> [DOCUMENT TEXT]:
[Start]
Reading Studies of Events As They Happen

General Problems, Specific Data

Research using current evidence specifically gathered for the study usually is designed around a problem or question the researcher seeks to resolve. In a written report the research problem or question is typically introduced in the opening section. The problem may be-suggested by everyday experience, by common sense, by current uncertainties about a subject, or by disagreements in the discipline that have developed in the literature of the field. It is important for the reader to identify what the research problem is and where it comes from.

The problem of Joe Foote's paper "Women Correspondents' Visibility on the Network Evening News" comes directly from the social issues surrounding women's changing role in the workplace and the influence of television in shaping public attitudes. While changes in public policy and in the media in recent decades had resulted in a visible presence of women reporters, the claims of women reporters and other evidence suggested that women were not yet treated equally on the news staff. The problem this paper undertakes to investigate is patterns of gender discrimination in the visibility of women reporters on television. The student essay "Freaking Out" by Stacy Riskin (pages 257-259) takes its problem from the teacher's assignment; that assignment is to help students identify how words establish categories that label and stigmatize groups of people. So the underlying -problem of the student paper is to understand how prejudice works.
[End]
> [DATA RECORDS]:
[Start]
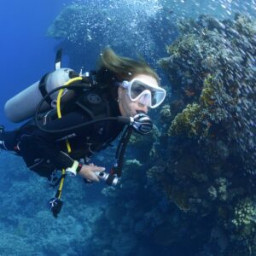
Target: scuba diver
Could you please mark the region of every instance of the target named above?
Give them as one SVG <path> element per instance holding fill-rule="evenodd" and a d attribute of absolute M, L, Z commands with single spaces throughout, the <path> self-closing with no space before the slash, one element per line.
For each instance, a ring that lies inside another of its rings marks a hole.
<path fill-rule="evenodd" d="M 9 119 L 26 122 L 11 131 L 0 128 L 1 148 L 21 156 L 30 170 L 59 185 L 49 201 L 55 217 L 62 206 L 66 175 L 79 175 L 89 183 L 117 183 L 131 132 L 150 132 L 148 108 L 157 108 L 166 97 L 158 75 L 148 64 L 118 55 L 109 48 L 101 54 L 97 71 L 85 73 L 61 68 L 61 57 L 58 51 L 54 72 L 6 102 Z M 107 148 L 120 133 L 109 173 L 90 163 L 92 154 Z"/>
[End]
> [WHAT THIS EXERCISE ASKS]:
[a] Print everything in the passage on research studies from "Research using current" down to "it comes from.".
[b] Please list every origin the passage on research studies gives for a research problem or question.
[c] Write the next part of the passage on research studies, picking up after its final sentence.
The rows come from a different source than the passage on research studies.

> [SOLVED PROBLEMS]:
[a]
Research using current evidence specifically gathered for the study usually is designed around a problem or question the researcher seeks to resolve. In a written report the research problem or question is typically introduced in the opening section. The problem may be-suggested by everyday experience, by common sense, by current uncertainties about a subject, or by disagreements in the discipline that have developed in the literature of the field. It is important for the reader to identify what the research problem is and where it comes from.

[b]
- Everyday experience
- Common sense
- Current uncertainties about a subject
- Disagreements in the discipline that have developed in the literature of the field

[c]
Once the problem is identified, the writer usually proposes examination of a particular group of people, an event, or a situation to resolve the problem. The appropriateness and usefulness of the particular research site will usually be explained. Particular data will be singled out as relevant, and data-gathering methods will be explained. Communications specialist Joe Foote, in order to investigate the four questions he specifies at the end of his introduction, systematically records and tabulates how often male and female reporters presented stories on network evening news over a seven-year period. This comprehensive count is then displayed in various ways to allow interpretation of the data in relation to the research questions. The paper by Stacy Riskin uses a more informal interview method to find out how her peers use the term freak. When reading about the choice of research site and data-gathering methods, ask yourself why the researcher considers these appropriate--and why alternative sites and methods were not chosen. By understanding the reasoning of the researcher's choices, you gain a sense of the inner logic of the study. Then you can begin to evaluate how much light the research will shed on the underlying problem.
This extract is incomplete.